## [Excerpt]
....

You can, or can’t, bank on it.
I’m not a banker; I am a scientist who also became a businessman. But I know enough about banks to know the banking system isn’t what it was.
My wife passed away in June. Years ago, I found what I thought was a good bank; got good accountants, and after years of just rolling along with banks doing bank things, tax accountants doing accountant things, and other business services doing their things I suddenly found myself needing to go to the bank.
I happened to need a copy of my tax return substantially out of season, and that experience was a real eye-opener. What I learned was more indicative of what this American business has become than anything I could have imagined.
I went there as an individual needing services; not a businessman whose business is the real reason my banks like me. When you are a business with substantial assets, your tax account quickly hops to whatever you need, even if it is only to change a name. Business folks get banks’ attention.
These days, it seems that banks regard little folks as necessary nuisances.
Today, I bank with two different banks – a big one from Columbus, and a little bank growing bigger (maybe because guys like me took their business there when they were really little) from Toledo.

....

## [Goal of the exercise]
Copy the essay about banks above word for word, from its first line to its last.

....

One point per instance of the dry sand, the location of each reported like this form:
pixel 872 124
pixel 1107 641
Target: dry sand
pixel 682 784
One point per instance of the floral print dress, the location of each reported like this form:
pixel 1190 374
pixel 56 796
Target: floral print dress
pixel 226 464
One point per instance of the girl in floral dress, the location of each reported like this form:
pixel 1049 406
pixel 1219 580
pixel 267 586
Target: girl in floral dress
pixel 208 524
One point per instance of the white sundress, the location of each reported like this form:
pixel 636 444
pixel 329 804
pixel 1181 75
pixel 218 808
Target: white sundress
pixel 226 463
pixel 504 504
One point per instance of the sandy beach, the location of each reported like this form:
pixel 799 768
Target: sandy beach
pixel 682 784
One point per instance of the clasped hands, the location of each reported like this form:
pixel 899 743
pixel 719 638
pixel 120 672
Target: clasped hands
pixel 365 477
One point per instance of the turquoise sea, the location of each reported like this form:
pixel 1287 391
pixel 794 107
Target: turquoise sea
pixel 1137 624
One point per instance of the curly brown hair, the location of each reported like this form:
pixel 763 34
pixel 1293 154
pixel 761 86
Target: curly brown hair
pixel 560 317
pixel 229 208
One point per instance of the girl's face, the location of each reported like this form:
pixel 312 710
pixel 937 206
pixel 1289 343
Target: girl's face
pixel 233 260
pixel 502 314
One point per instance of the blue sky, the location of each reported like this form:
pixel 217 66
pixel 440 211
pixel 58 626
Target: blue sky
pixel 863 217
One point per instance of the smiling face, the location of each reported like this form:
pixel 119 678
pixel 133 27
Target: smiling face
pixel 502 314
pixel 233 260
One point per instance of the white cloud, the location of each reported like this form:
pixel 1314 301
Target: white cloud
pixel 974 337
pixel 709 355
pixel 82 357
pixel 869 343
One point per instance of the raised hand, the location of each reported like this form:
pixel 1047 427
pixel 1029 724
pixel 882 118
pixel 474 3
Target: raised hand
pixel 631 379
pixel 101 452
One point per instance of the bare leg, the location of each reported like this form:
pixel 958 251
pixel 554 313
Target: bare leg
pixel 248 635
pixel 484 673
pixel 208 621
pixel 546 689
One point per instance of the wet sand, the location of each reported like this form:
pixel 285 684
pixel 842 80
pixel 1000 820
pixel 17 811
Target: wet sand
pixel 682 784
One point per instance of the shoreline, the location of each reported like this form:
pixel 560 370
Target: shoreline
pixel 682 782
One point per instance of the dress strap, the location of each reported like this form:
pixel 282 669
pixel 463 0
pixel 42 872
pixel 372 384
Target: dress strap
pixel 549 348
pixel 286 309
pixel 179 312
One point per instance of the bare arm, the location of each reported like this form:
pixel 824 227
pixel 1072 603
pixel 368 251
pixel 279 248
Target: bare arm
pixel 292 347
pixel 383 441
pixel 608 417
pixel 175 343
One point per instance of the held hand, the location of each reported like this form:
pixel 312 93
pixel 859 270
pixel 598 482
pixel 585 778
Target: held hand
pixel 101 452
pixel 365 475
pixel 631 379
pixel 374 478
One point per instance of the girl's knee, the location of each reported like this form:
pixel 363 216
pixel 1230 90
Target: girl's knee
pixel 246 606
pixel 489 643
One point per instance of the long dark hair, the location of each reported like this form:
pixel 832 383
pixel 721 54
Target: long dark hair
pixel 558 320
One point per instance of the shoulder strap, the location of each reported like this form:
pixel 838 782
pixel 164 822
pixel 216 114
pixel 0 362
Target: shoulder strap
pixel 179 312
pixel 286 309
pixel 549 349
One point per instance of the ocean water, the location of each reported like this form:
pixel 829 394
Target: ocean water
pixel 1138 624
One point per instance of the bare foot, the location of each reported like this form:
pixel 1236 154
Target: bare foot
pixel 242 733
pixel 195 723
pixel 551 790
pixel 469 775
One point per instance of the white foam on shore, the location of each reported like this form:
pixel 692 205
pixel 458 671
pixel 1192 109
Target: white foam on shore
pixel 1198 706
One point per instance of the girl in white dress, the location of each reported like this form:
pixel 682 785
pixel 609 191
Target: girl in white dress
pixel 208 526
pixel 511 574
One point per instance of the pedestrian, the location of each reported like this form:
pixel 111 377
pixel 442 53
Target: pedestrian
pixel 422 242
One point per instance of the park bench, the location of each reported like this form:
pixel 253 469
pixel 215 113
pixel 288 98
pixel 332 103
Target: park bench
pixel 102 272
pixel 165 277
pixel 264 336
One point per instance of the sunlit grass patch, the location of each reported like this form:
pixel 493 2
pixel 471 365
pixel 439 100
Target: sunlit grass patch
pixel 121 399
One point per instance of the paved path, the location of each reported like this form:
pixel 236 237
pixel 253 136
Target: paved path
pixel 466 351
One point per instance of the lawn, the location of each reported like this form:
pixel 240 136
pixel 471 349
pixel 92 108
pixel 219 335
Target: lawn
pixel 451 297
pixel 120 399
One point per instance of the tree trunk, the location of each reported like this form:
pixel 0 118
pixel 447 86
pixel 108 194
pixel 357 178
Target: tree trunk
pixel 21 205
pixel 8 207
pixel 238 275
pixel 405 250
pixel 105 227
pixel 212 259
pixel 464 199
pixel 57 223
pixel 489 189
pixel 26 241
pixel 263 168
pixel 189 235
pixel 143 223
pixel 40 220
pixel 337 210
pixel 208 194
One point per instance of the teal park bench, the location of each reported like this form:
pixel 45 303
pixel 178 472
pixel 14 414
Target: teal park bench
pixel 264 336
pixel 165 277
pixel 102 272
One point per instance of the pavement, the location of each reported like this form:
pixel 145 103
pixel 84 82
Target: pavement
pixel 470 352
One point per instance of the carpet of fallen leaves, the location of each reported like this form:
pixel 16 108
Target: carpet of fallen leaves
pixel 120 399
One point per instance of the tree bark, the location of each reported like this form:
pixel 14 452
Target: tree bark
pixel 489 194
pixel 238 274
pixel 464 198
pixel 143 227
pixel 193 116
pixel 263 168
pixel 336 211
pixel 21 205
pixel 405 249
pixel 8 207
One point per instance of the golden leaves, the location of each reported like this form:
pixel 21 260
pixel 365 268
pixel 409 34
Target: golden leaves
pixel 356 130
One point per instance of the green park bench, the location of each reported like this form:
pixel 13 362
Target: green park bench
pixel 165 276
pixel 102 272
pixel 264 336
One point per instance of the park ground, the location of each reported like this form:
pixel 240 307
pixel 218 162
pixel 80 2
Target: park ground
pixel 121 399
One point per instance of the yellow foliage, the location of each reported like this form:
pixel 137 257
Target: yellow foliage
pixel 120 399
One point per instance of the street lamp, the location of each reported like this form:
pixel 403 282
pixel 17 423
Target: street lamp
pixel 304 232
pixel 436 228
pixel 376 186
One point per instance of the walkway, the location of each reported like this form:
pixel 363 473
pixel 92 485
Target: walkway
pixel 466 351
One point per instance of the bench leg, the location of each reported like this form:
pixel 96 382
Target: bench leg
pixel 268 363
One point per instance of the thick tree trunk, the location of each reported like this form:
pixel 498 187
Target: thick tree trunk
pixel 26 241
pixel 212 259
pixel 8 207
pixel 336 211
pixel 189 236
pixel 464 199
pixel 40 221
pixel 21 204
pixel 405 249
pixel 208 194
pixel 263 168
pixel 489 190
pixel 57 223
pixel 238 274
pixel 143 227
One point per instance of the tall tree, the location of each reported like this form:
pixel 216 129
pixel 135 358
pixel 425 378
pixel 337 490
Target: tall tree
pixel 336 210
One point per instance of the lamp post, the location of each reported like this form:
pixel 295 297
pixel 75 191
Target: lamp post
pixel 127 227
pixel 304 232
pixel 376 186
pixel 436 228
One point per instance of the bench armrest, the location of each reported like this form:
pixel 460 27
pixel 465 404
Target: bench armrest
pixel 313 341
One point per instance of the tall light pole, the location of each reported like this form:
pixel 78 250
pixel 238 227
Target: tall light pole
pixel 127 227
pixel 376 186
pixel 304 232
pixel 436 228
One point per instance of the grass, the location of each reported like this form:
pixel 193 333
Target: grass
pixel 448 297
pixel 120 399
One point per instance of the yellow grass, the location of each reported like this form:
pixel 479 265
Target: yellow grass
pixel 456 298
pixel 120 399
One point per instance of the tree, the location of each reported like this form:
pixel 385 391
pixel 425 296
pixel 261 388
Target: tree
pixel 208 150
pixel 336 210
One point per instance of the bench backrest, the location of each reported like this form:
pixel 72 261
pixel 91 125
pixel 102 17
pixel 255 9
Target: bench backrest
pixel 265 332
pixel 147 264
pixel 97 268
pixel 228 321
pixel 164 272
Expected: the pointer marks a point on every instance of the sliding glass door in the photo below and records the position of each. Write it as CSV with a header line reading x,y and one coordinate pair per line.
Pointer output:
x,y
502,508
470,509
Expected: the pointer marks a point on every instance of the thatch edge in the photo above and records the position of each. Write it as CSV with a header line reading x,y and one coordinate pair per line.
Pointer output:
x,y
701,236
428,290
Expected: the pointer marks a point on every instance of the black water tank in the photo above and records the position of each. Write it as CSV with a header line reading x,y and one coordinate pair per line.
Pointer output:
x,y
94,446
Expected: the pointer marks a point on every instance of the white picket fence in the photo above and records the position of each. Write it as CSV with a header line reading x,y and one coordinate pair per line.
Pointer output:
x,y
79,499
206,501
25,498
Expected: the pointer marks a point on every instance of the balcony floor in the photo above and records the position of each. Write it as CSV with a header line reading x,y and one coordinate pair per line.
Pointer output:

....

## [The output]
You can, or can’t, bank on it.
I’m not a banker; I am a scientist who also became a businessman. But I know enough about banks to know the banking system isn’t what it was.
My wife passed away in June. Years ago, I found what I thought was a good bank; got good accountants, and after years of just rolling along with banks doing bank things, tax accountants doing accountant things, and other business services doing their things I suddenly found myself needing to go to the bank.
I happened to need a copy of my tax return substantially out of season, and that experience was a real eye-opener. What I learned was more indicative of what this American business has become than anything I could have imagined.
I went there as an individual needing services; not a businessman whose business is the real reason my banks like me. When you are a business with substantial assets, your tax account quickly hops to whatever you need, even if it is only to change a name. Business folks get banks’ attention.
These days, it seems that banks regard little folks as necessary nuisances.
Today, I bank with two different banks – a big one from Columbus, and a little bank growing bigger (maybe because guys like me took their business there when they were really little) from Toledo.